Which lines in the entries below contain the string "branch"? Gather every such line, treating uppercase and lowercase as different.

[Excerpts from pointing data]
---

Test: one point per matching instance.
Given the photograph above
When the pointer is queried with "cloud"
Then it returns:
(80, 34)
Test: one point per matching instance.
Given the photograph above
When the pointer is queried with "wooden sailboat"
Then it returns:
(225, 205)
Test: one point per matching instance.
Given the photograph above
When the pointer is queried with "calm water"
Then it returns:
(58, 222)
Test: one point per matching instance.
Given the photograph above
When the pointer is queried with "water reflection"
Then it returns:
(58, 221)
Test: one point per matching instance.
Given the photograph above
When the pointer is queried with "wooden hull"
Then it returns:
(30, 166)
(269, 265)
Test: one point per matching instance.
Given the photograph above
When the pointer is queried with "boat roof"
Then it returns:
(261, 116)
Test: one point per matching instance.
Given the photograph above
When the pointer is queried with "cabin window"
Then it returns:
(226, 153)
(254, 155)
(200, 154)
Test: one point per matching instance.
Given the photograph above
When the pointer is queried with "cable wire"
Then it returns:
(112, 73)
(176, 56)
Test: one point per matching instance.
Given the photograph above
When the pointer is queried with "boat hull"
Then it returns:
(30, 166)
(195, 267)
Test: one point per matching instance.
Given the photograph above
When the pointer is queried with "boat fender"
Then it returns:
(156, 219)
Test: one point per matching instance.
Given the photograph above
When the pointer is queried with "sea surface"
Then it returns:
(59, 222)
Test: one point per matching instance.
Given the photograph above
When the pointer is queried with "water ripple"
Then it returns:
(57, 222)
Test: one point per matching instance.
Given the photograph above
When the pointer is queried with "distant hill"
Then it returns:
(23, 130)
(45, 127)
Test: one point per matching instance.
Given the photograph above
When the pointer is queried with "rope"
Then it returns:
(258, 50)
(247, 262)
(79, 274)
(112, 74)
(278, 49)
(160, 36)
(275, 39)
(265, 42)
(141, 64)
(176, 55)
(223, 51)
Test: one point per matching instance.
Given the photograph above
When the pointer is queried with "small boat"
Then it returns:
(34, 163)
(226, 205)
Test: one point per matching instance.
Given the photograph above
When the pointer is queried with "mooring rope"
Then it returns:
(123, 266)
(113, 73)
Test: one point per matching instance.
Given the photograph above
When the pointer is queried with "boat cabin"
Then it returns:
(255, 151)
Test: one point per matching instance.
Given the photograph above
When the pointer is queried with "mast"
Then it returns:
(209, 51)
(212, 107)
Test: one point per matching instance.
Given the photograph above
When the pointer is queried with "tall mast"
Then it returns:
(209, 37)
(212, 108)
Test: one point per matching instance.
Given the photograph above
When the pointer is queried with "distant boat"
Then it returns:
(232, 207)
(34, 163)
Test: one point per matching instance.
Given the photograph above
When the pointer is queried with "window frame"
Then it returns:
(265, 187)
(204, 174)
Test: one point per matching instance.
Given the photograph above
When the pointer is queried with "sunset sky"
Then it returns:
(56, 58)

---

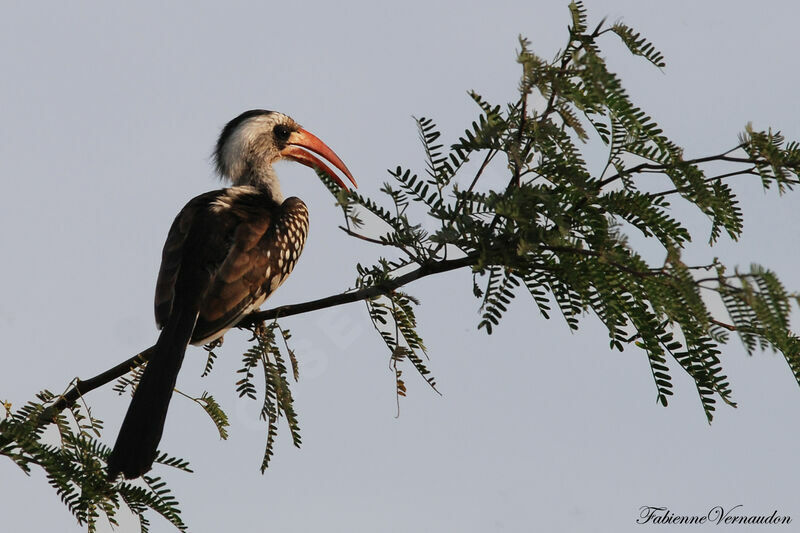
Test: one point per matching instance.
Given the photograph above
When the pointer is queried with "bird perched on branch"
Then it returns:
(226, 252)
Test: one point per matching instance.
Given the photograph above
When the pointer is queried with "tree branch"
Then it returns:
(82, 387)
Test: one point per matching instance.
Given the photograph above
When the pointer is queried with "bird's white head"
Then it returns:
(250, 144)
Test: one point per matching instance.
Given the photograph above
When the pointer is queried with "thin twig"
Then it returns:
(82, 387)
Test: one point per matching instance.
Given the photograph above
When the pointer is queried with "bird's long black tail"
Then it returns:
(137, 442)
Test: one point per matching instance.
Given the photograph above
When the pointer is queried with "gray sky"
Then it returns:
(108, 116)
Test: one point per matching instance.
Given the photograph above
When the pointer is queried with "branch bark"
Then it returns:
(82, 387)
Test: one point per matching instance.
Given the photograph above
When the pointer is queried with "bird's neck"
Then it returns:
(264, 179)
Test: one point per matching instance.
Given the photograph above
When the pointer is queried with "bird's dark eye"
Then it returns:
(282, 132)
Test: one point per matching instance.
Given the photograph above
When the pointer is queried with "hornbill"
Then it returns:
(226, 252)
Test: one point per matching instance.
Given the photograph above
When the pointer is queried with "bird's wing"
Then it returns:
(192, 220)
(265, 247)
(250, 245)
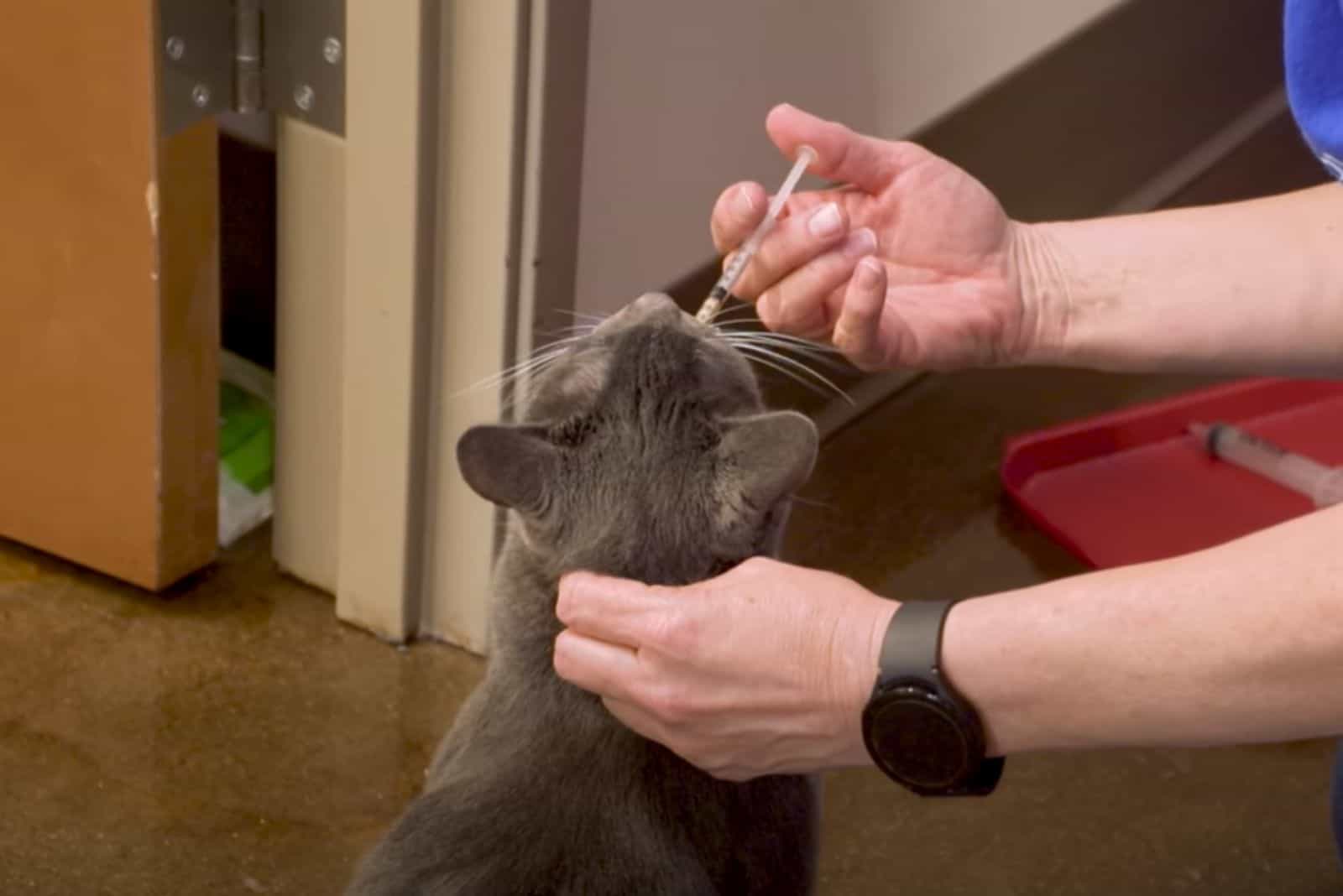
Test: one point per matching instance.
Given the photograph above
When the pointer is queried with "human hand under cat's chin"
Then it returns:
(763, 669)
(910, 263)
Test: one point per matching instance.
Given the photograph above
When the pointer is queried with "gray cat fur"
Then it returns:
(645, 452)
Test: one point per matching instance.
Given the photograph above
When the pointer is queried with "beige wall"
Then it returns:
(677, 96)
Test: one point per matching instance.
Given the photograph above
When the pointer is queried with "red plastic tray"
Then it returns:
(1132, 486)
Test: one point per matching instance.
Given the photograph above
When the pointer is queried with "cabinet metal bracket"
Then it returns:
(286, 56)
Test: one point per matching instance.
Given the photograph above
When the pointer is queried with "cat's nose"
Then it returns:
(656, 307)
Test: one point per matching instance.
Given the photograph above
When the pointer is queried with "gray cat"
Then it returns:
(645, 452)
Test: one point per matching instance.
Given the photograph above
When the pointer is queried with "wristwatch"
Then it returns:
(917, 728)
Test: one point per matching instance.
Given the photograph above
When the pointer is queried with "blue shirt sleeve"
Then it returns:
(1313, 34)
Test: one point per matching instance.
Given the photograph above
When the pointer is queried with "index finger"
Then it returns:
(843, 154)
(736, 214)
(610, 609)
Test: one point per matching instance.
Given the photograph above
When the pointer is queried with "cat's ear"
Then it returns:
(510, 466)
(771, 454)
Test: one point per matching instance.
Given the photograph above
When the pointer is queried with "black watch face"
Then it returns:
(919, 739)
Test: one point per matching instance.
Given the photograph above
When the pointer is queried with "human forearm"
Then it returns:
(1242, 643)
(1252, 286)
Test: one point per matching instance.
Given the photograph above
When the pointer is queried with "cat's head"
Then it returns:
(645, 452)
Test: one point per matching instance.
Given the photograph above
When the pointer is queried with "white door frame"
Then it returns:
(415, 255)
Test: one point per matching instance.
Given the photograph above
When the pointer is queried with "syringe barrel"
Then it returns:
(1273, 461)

---

__SOLUTION TO THE PROBLEM__
When the pointer is queried with "bird perched on branch"
When the pointer is queried with "tree branch"
When the pointer is queried with "branch bark"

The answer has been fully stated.